===== Quoted passage

# tail feathers



## willows pack (Apr 14, 2012)

We started to see a feathered version about nine months...She had some but now it's more like a big fan...but ours is shorter hair than some others so I imagine it varies


----------



## mickeychick (Jul 19, 2012)

Libbie's started at about 4-5 months old. She's got beautiful feathers now and she's 9 months old. I've heard though that it can take up to a year or a little longer. Guess they re all different


----------



## Nairb (Feb 25, 2012)

Bella's started coming in at about 4 months.


----------



## Altairss (Sep 7, 2012)

really depends on the bloodlines some get them really early 4-6 months some do not start or really fill out till they are older. Sparkles got hers about five months Tink started to get them around four. Boots looked like they were just coming in when I got him at a year.


----------



## mddolson (Jul 10, 2012)

Our Bella's started to grow around 5-6 months.

Mike D (Bella's dad)


----------



## Bentleysmom (Aug 11, 2012)

Bentley is 5 months and just starting to get some. You can kind of see his tail in the 3rd picture here http://www.goldenretrieverforum.com/golden-retriever-pictures/124000-bentley-ky-pics-heavy.html

We were going to ask Santa for hair extensions for his tail but looks like we don't have to now


----------



## quilter (Sep 12, 2011)

Casper has major chest hair and good tail feathers. We're waiting on the rest. He is 16 months.


----------



## Max's Dad (Apr 23, 2012)

Max's tail feathers began un-wrapping around 5-6 months.


----------



## Tainka (Nov 9, 2012)

Bentleysmom, It is so cute!!!!! I never saw your thread. I laughed so much  
Nice tail feather for 5 months.

==========
===== Information supplied

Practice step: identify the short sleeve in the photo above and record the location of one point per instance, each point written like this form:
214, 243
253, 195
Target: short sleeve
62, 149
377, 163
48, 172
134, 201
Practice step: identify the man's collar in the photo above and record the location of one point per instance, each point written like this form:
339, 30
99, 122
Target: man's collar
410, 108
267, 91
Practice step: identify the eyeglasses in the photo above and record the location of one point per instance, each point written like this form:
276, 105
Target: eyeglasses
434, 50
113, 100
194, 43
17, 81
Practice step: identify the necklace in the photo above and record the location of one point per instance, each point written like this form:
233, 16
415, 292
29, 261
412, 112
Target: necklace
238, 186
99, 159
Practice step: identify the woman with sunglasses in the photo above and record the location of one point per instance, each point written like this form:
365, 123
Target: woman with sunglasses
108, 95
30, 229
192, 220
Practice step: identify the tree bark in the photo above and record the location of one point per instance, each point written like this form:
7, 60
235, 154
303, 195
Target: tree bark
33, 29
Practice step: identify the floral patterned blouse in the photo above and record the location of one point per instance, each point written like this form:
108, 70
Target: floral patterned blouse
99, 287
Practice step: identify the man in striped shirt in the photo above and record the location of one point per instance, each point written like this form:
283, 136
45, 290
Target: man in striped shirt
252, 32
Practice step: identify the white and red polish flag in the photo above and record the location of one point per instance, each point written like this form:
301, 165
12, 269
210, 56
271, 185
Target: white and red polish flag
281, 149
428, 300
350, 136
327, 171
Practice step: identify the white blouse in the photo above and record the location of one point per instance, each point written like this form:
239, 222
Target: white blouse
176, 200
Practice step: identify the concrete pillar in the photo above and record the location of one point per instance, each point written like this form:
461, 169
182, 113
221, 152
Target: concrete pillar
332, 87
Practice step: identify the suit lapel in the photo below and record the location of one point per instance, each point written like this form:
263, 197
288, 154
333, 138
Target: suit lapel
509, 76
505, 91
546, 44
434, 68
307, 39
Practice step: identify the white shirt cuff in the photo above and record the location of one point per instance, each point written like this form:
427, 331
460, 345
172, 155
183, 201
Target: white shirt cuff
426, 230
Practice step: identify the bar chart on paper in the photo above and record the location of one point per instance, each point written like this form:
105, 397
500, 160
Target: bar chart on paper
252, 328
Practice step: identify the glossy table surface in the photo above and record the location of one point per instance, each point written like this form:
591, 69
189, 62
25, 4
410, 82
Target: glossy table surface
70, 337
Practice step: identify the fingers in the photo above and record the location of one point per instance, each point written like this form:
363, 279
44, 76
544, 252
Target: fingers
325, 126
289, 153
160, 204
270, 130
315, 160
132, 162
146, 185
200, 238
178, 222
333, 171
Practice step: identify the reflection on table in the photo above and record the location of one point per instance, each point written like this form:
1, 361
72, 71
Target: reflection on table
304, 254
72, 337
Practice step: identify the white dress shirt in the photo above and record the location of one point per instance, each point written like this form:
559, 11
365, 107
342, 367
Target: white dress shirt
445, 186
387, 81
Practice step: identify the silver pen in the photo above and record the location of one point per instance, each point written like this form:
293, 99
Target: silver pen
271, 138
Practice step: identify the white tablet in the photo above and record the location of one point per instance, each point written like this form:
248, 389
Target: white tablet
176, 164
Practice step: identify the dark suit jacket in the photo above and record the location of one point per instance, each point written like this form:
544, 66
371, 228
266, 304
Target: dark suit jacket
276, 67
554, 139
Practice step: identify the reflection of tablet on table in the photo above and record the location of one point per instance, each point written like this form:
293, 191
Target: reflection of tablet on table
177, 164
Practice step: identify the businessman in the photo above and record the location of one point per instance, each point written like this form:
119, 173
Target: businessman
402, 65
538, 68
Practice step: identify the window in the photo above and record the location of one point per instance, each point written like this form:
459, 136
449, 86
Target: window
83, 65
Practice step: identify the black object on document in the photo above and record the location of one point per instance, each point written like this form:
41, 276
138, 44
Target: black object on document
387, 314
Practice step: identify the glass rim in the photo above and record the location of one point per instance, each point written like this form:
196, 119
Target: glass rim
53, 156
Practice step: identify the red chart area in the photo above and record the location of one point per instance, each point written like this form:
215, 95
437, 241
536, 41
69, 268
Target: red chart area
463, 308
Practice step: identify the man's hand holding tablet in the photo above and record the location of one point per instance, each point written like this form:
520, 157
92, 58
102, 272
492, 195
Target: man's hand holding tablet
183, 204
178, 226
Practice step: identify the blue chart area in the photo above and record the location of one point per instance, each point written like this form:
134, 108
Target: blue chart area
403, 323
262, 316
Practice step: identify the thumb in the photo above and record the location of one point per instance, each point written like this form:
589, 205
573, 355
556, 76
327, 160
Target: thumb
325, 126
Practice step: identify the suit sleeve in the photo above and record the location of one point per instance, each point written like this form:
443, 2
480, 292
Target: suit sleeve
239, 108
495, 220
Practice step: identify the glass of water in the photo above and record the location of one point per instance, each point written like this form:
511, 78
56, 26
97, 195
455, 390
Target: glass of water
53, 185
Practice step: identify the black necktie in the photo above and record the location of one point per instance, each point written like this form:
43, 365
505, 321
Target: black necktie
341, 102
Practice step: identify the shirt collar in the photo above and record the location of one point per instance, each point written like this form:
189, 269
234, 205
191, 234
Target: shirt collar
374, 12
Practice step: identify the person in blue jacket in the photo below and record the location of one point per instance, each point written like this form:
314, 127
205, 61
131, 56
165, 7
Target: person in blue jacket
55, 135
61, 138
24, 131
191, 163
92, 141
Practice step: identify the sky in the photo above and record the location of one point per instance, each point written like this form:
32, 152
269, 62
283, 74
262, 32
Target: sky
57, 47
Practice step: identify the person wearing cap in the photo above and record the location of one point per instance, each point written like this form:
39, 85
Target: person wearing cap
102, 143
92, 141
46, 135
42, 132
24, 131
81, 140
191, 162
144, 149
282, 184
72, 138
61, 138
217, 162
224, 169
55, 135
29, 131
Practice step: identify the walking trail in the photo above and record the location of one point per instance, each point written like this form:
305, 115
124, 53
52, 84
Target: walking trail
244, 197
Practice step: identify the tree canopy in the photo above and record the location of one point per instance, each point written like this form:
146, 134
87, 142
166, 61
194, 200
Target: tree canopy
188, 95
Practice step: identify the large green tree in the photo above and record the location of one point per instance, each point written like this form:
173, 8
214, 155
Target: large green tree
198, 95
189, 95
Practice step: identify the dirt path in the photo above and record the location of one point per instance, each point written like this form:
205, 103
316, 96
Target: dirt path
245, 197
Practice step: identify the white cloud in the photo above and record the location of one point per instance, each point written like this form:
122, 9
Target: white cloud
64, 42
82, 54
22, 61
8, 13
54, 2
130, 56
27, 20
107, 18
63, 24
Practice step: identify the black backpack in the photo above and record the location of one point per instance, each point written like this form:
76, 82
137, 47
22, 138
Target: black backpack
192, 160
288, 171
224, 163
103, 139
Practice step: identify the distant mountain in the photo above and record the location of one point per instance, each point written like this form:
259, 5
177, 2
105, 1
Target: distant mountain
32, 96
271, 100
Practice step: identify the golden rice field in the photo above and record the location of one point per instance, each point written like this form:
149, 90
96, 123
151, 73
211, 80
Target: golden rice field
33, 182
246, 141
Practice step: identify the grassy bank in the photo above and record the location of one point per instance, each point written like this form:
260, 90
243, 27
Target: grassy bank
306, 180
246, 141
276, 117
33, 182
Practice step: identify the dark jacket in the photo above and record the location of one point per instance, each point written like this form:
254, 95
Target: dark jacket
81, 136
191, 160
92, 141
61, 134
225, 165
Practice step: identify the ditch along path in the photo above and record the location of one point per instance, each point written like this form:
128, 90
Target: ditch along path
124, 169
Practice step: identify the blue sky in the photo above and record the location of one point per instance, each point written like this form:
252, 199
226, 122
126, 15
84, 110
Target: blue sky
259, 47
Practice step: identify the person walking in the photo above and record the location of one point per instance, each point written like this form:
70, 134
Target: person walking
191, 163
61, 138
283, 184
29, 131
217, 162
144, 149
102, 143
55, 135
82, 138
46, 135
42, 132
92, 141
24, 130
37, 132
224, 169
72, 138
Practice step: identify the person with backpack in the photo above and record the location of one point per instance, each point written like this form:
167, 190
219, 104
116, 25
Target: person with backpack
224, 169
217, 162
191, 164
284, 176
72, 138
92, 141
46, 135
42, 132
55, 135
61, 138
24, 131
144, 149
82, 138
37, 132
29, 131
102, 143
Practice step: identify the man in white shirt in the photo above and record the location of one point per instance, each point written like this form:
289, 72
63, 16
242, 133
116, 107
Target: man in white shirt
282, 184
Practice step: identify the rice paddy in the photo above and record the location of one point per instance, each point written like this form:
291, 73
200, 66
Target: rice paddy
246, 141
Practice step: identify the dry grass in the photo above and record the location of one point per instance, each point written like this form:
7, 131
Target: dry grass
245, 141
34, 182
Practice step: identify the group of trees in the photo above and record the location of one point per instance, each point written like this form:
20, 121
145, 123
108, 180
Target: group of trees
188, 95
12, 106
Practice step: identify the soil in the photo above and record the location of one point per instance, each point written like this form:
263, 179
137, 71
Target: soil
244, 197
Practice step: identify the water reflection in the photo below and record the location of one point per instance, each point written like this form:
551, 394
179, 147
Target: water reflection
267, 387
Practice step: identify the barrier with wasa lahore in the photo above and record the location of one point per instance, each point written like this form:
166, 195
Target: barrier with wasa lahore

==========

Given task A:
Extract every line of the entries that contains the string "below", treating uppercase and lowercase letters as different.
Given task B:
Carry on the forum thread about tail feathers, starting after its final post.

Answer A:
Practice step: identify the suit lapel in the photo below and record the location of one point per instance, each point written like this form:
Practice step: identify the person in blue jacket in the photo below and record the location of one point per instance, each point written like this form:
Practice step: identify the water reflection in the photo below and record the location of one point per instance, each point written like this form:

Answer B:
----------



## CStrong73 (Jun 11, 2012)

Rocket's were about on par with Bentley's at 5 months. Maybe a little thicker, as his fur is THICK everywhere. But about the same length. Now, they are longer and filling in nicely...almost white and so SOFT.


----------



## Deber (Aug 23, 2011)

My kids are about 1 1/2 yrs now and finally have nice tails. Started growing about 5 mo but not long, just full. Now they are long and beautiful, but not near as long as some of the dogs here. Some have Beautiful long tails! Ours are long enough to look good, but not long enough to have to trim except for the length, which I trim to just touch the hock. 

Max's Dad you described it perfectly when you said Max's tail started unwrapping about 5 mo. Mine did that too and for quite a while they looked like thick lab tails. Glad when the length and weight pulled the hairs down and they Unwrapped!


----------



## Tainka (Nov 9, 2012)

This it the word I was looking for-Unwrapped  JoyLee's tail started unwrapping a few days ago. It is thick and I can see some hair hanged down, guess that's a good sign?


----------



## Blondie (Oct 10, 2009)

As one of unfortunate display of tail feathers...not very appealing or beautiful to look at. Dosn't help that Maggie likes chewing and biting her tail feathers and pants hairs, when home alone. Should've sent her to beauty school to train to cut hair!


----------



## Tayla's Mom (Apr 20, 2012)

Tayla has a beautiful tail and the feathering on her back legs is great. At 13 months her front legs are starting to get feathering but her coat on the sides is patchy at best. As a red dog I don't think she will have a heavy coat and it will be very wavy, but her sides are still pretty short.


----------



## Dwyllis (Nov 22, 2012)

Loki turned five months old this week & his tail is feathering up nicely.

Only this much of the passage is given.